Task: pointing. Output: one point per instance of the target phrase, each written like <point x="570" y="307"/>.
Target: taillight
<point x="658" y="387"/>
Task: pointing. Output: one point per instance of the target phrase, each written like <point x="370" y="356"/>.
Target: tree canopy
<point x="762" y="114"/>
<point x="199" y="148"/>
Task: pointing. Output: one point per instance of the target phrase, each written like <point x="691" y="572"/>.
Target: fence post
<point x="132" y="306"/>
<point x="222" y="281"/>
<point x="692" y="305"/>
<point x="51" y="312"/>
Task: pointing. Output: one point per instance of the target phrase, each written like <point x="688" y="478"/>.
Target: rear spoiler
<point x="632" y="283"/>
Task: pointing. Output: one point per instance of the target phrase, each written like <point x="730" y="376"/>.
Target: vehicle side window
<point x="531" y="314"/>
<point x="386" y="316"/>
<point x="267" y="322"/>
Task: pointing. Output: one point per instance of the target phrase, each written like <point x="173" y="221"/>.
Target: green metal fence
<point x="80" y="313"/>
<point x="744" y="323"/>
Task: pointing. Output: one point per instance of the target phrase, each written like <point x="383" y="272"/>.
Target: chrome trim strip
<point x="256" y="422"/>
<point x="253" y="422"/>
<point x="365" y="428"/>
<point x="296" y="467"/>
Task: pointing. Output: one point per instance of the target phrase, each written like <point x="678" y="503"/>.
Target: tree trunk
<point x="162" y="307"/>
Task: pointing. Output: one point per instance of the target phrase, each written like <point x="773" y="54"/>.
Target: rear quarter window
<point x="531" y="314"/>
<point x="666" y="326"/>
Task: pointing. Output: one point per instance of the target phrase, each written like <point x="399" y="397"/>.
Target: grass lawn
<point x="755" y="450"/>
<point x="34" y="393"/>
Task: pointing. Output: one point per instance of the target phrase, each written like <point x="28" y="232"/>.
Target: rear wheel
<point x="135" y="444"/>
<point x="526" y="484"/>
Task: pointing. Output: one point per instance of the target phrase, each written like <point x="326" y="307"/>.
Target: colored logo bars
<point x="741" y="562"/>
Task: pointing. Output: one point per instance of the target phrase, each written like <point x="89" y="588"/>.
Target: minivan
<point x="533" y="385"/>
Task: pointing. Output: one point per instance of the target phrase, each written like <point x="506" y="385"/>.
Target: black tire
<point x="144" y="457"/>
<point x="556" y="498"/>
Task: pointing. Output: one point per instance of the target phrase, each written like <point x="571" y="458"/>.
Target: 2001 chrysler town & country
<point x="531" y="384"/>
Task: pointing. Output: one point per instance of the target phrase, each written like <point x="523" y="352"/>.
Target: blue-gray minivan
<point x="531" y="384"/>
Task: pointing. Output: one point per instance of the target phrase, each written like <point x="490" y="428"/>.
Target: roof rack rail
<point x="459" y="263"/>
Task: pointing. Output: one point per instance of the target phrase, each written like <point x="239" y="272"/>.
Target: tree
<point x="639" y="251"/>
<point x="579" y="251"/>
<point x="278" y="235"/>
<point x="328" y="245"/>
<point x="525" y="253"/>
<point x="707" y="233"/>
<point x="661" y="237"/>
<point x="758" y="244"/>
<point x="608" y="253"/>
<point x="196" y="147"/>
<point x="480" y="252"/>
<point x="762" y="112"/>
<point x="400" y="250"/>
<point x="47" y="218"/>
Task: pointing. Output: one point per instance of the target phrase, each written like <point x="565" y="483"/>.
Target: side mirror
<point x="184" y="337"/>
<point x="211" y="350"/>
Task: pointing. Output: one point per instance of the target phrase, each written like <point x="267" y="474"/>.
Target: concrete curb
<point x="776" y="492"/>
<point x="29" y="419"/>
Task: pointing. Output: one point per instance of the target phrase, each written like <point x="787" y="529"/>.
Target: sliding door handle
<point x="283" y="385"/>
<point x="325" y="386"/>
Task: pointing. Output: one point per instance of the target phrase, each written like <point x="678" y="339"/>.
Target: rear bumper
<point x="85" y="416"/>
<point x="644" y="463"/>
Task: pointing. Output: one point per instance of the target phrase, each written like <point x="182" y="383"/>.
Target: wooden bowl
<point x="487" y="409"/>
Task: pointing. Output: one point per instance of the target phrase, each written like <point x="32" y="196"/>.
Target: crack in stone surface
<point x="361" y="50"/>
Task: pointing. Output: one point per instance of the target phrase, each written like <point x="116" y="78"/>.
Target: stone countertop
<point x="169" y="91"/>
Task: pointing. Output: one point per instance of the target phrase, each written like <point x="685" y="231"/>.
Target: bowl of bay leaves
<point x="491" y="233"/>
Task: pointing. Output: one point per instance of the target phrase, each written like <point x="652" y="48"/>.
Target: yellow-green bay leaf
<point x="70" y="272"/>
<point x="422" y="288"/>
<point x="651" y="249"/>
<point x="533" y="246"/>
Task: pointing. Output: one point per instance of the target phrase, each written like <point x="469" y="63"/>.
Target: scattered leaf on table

========================================

• [Your goal]:
Count the lines above that contain the word "rear". Reply with the number alone.

• [Solution for this problem]:
4